■ Task
Only some lines are wanted. Transcribe, exactly, the lines below from the line with "Target: house with white trim" up to and including the line with "Mark one point on each instance of the green".

── Material supplied

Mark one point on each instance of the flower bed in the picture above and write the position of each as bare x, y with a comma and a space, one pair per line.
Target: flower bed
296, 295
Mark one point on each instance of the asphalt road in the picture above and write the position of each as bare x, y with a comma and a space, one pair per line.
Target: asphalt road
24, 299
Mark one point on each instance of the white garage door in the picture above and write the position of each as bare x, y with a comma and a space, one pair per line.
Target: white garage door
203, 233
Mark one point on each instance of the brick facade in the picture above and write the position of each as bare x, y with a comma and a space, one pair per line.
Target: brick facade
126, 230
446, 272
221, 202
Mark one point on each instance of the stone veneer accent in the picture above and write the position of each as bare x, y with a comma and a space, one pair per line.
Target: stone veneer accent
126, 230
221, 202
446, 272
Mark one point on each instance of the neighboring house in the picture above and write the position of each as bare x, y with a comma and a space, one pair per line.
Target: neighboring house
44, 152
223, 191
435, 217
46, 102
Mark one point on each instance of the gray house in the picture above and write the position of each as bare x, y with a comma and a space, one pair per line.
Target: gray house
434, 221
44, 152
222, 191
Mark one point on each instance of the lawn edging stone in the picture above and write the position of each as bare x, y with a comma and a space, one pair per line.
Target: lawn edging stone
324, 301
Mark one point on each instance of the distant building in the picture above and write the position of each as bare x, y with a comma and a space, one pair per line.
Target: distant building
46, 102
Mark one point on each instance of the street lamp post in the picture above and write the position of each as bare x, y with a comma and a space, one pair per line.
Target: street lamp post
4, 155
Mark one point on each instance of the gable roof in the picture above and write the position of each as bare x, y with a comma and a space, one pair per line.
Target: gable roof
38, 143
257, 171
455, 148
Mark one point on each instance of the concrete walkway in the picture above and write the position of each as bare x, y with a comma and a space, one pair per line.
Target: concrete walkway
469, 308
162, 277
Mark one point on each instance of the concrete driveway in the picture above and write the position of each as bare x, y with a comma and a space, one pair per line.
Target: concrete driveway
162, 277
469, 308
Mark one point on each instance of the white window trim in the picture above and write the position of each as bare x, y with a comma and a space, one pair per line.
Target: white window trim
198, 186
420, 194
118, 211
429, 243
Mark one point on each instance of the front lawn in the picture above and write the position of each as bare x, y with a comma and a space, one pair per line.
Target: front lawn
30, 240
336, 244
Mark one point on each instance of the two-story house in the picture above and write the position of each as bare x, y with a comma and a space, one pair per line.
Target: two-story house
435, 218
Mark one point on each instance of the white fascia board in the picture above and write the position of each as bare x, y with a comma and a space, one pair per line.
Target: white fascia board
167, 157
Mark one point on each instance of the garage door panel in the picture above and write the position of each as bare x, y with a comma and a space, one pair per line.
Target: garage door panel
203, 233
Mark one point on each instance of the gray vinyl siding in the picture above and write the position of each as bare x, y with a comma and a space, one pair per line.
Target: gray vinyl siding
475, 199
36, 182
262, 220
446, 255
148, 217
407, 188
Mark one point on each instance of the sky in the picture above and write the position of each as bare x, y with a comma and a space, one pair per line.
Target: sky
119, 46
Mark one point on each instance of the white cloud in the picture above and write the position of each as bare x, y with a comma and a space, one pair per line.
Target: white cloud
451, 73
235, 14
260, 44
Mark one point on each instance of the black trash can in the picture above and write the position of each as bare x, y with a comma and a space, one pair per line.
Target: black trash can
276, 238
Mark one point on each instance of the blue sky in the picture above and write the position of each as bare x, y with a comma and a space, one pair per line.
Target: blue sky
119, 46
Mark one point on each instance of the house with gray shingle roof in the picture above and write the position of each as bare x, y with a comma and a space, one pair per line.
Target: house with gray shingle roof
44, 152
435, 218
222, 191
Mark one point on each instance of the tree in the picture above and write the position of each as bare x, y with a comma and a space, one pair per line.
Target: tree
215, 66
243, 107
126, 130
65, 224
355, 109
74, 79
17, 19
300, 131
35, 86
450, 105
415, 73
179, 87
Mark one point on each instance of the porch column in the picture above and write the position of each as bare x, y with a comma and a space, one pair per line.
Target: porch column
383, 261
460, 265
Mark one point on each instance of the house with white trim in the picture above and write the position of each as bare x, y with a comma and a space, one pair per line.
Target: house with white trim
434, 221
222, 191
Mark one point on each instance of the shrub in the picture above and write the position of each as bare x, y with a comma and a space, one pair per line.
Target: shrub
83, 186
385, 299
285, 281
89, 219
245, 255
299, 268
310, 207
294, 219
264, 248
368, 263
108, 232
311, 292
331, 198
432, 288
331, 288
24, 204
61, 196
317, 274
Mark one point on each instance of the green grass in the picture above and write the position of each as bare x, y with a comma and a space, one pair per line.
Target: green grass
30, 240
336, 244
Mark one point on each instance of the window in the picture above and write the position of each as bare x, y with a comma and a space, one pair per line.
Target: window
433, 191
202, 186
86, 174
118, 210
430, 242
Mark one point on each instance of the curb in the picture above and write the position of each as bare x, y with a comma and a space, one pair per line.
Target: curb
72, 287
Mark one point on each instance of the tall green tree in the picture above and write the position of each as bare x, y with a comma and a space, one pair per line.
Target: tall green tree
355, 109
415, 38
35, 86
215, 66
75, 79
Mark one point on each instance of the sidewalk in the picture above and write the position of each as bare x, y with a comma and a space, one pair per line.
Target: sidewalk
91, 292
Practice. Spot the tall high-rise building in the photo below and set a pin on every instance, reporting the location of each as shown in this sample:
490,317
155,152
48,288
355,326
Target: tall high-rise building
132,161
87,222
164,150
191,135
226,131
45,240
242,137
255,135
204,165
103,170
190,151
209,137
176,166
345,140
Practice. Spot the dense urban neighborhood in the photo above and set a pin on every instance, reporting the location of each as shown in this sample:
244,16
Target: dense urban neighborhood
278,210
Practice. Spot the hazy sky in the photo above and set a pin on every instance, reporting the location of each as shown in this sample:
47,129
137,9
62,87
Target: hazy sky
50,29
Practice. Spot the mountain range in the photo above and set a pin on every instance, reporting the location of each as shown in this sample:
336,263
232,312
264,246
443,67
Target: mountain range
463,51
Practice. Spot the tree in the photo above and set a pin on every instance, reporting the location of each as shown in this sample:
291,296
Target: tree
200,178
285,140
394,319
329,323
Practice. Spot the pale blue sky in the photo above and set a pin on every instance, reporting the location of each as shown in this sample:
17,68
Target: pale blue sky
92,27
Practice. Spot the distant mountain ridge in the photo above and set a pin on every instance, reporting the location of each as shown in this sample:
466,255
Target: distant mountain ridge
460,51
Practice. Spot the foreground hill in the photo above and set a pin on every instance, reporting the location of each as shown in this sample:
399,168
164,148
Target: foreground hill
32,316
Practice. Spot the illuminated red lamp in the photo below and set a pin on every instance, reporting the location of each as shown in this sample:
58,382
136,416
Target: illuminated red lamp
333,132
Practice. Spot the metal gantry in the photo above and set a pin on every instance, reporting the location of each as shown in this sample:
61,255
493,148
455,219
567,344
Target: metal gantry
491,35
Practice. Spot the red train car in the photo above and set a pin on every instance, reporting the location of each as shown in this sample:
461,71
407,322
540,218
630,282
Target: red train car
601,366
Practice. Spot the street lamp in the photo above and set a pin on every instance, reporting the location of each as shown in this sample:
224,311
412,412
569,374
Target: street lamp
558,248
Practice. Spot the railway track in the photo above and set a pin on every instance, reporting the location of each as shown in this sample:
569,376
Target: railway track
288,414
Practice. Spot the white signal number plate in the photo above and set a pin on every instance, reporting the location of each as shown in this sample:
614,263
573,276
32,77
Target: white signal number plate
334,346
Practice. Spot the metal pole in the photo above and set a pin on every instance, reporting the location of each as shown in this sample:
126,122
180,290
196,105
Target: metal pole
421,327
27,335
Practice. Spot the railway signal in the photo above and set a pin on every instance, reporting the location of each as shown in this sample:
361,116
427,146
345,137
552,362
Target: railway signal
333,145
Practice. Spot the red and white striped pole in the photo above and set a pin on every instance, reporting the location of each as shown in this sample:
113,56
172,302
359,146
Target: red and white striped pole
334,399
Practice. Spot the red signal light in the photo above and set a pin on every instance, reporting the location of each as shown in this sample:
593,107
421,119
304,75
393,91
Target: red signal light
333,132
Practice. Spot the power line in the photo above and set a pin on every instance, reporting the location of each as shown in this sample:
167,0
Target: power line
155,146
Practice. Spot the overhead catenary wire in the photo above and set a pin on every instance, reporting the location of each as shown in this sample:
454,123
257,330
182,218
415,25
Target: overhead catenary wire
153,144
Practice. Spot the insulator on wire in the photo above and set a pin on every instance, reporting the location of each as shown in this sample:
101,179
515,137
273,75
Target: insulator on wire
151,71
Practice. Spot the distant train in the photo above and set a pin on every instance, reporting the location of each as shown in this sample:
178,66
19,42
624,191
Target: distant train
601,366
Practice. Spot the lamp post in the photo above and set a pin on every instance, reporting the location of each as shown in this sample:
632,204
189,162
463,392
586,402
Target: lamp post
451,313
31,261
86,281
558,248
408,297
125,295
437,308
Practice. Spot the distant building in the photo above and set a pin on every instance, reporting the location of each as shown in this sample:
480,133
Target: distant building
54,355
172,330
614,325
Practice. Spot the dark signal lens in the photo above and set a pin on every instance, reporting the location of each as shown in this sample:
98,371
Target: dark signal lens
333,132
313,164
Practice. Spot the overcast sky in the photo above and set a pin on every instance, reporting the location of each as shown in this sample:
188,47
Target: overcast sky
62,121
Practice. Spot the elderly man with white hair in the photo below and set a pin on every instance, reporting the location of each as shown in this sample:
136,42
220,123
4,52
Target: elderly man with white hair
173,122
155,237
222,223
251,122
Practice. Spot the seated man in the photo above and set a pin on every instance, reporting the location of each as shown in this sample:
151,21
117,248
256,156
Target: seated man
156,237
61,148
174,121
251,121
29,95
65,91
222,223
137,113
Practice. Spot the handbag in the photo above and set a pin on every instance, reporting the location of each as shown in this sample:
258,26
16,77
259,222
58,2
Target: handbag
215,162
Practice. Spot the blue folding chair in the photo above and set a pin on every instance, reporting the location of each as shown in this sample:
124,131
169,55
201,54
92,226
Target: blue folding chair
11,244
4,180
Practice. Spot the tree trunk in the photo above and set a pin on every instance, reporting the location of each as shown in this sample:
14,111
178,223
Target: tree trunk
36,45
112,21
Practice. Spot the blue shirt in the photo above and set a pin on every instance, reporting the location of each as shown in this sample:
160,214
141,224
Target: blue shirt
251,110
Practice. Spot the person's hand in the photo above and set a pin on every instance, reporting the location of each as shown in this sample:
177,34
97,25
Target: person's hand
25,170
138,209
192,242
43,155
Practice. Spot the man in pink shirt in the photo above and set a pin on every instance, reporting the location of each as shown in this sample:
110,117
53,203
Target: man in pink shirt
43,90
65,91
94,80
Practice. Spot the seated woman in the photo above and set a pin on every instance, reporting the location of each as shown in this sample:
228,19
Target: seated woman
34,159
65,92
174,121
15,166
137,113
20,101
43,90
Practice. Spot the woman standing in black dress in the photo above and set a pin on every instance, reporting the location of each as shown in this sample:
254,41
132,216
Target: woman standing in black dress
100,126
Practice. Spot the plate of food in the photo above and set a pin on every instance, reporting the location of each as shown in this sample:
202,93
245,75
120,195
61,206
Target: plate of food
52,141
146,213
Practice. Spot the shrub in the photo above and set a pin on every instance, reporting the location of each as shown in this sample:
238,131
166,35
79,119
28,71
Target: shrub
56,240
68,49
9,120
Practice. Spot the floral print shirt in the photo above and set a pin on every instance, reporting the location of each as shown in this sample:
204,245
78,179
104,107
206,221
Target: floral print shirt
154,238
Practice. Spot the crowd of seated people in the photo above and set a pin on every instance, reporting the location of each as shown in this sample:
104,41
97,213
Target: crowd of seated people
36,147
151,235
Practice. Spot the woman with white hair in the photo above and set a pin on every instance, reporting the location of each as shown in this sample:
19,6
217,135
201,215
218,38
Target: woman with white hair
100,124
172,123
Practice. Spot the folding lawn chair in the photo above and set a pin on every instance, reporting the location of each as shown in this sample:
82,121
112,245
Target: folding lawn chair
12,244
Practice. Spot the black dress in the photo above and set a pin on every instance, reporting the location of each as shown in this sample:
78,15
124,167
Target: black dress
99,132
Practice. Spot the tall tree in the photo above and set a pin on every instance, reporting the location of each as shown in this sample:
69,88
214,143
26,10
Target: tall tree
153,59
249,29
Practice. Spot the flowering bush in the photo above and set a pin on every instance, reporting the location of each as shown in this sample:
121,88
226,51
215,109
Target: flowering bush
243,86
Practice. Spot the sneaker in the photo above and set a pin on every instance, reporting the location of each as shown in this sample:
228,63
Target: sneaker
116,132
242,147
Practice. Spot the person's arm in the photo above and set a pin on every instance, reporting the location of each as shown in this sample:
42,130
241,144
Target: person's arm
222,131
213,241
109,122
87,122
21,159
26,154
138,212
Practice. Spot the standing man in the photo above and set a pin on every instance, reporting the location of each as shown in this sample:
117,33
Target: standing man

────

■ Solution for this problem
Target: house with white trim
434, 221
222, 191
Mark one point on each instance of the shrub in the picture above and write the position of each as bare x, y with a comma and a space, one pair per line.
Target: shrub
83, 186
385, 299
285, 281
89, 219
245, 255
299, 268
310, 207
294, 219
264, 248
368, 263
108, 232
311, 292
331, 198
432, 288
331, 288
24, 204
61, 196
317, 274
Mark one point on each instance of the green grass in the picture above and write the position of each as bare x, y with a comma and a space, one pair per line.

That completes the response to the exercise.